#### TASK TO COMPLETE:
Put every line of the entries below into a JSON list of strings, one string per line, with blank lines dropped and the pictures left out.

** BEGIN DATA FOR THIS EXERCISE **

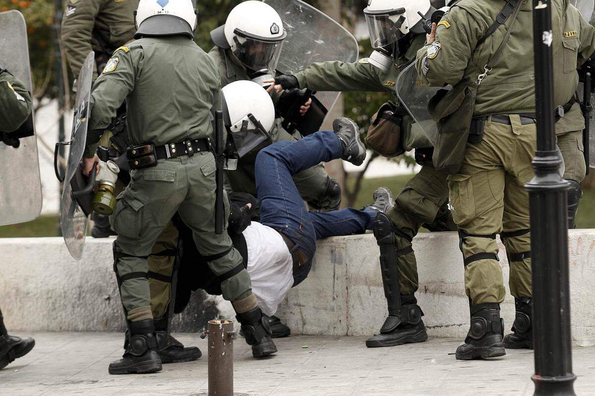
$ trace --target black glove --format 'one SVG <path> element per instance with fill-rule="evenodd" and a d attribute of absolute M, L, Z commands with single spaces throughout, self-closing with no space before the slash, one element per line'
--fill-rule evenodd
<path fill-rule="evenodd" d="M 284 90 L 299 88 L 299 81 L 295 75 L 282 74 L 275 78 L 275 84 L 280 85 Z"/>

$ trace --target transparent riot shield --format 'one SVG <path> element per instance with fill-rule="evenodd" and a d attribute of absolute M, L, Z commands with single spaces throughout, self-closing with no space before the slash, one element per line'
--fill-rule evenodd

** END DATA FOR THIS EXERCISE **

#### REPLY TO THE EXERCISE:
[
  "$ trace --target black glove --format 'one SVG <path> element per instance with fill-rule=\"evenodd\" and a d attribute of absolute M, L, Z commands with single spaces throughout, self-closing with no space before the slash, one element per line'",
  "--fill-rule evenodd",
  "<path fill-rule=\"evenodd\" d=\"M 284 90 L 299 88 L 299 81 L 295 75 L 282 74 L 275 78 L 275 84 L 280 85 Z\"/>",
  "$ trace --target transparent riot shield --format 'one SVG <path> element per instance with fill-rule=\"evenodd\" and a d attribute of absolute M, L, Z commands with single spaces throughout, self-closing with no space before the slash, one element per line'",
  "--fill-rule evenodd"
]